▶ Task brief:
Rescale part of the data below: begin at the line that has "the wristband, locate" and stop after the line that has "(1038, 114)". Give only those lines, requests included, with each coordinate in the answers multiplied by 0.6 and rounded to a whole number, halves rounded up.

▶ Stored records:
---

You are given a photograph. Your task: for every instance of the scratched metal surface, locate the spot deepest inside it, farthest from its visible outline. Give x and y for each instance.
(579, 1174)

---

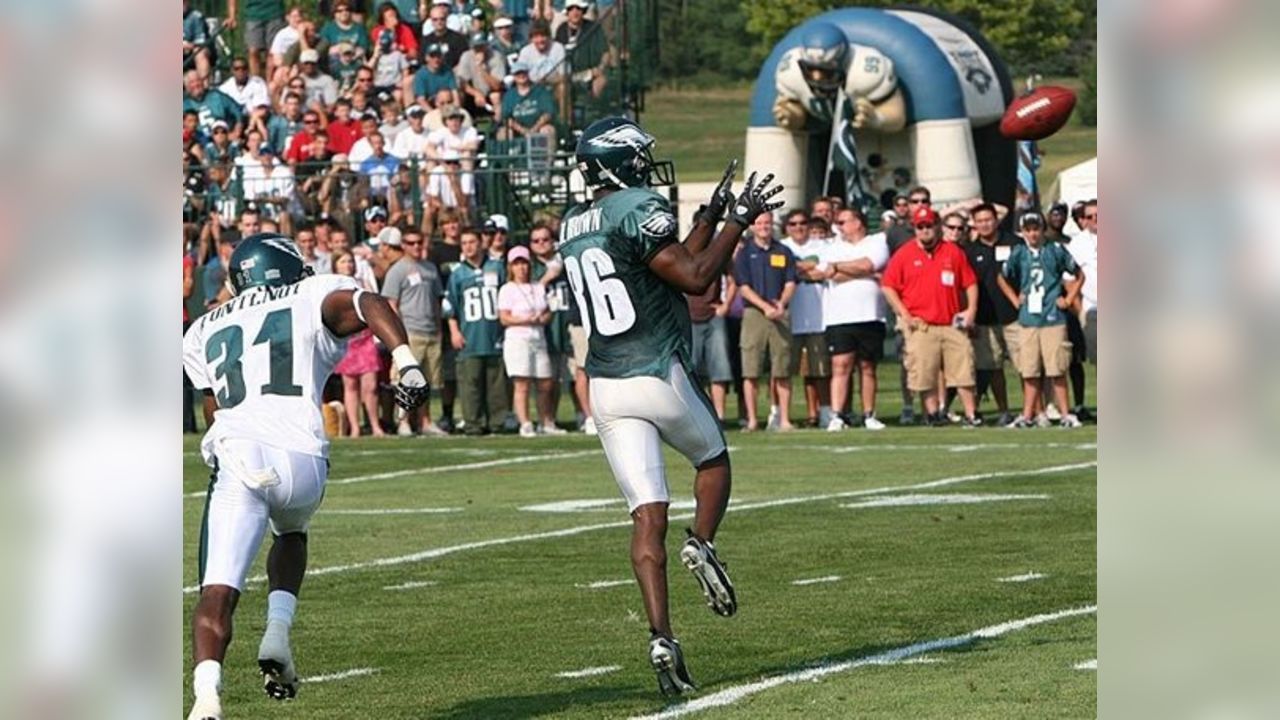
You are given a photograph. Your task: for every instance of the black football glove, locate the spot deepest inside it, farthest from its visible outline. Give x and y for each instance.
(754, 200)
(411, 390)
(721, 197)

---

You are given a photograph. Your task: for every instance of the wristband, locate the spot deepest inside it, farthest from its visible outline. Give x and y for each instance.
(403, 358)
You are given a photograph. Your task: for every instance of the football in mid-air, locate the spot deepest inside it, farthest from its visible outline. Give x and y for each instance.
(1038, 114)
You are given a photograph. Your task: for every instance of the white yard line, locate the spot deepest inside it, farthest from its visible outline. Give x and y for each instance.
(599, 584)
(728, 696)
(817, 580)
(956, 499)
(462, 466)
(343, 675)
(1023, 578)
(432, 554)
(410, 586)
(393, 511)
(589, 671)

---

▶ Finished task:
You are given a photograph. Your task: for every instance of the wristband, locate the spot deepest inside it, farthest from its visible outline. Give x and y for each instance.
(242, 215)
You are given a photograph. Your task: for every instance of the football in mid-air, locate the spot deepest inside it, farthest from its visible outline. Give x and y for each instance.
(623, 68)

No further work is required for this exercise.